Given exercise A: According to the forum thread, how much does it cost this year to show a car on the main field?
Given exercise B: From the forum thread, return the passage starting with "Things have changed" and going on through "to leave tomorrow!", word for word.

>> Start Page extract

Checking in Friday afternoon, cant wait! :beer:


----------



## drtechy (Jun 3, 2009)

It's seriously all I can think about now lol, screw work, when is SOWO getting here lol! I'm checking in on Thursday late afternoon/night


----------



## BugzLife (Nov 20, 2012)

Im a SOWO virgin, do we just park on the street?


----------



## drtechy (Jun 3, 2009)

BugzLife said:


> Im a SOWO virgin, do we just park on the street?


If you plan to show its on the main field, if you're just chilling you'll see, there's parking lots and grassy areas where people park to show off their rides. 

posted using tapatalk


----------



## BugzLife (Nov 20, 2012)

Thanx Doc, Im not showin', Im just goin'....but I will have her bathed and ready for a weekend in the woods! :thumbup:


----------



## BugzLife (Nov 20, 2012)

HOLY SCHNITZEL...this weekend is taking FOREVER to get here! :banghead:


----------



## Rockerchick (May 10, 2005)

drtechy said:


> If you plan to show its on the main field, if you're just chilling you'll see, there's parking lots and grassy areas where people park to show off their rides.
> 
> posted using tapatalk


Things have changed a bit this year. First year they are charging to show...$20 for the main field. $10 to park on the main drag of Edelweiss. There are other parking areas too that are free. 

Its my favorite VW show of the year. This will be our 4th year in a row going and I can't wait. Not showing anything this year, but I'm fine with that. Less stress on Saturday! Looking forward to seeing some Beetles


----------



## drtechy (Jun 3, 2009)

Seeing a lot of caravanning pictures online, can't wait to leave tomorrow! 

posted using tapatalk


----------

>> End Page extract
>> Start Given information

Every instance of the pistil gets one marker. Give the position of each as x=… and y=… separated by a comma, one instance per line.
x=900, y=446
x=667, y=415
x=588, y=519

>> End Given information

Solution A: $20.

Solution B:
Things have changed a bit this year. First year they are charging to show...$20 for the main field. $10 to park on the main drag of Edelweiss. There are other parking areas too that are free. 

Its my favorite VW show of the year. This will be our 4th year in a row going and I can't wait. Not showing anything this year, but I'm fine with that. Less stress on Saturday! Looking forward to seeing some Beetles


----------



## drtechy (Jun 3, 2009)

Seeing a lot of caravanning pictures online, can't wait to leave tomorrow!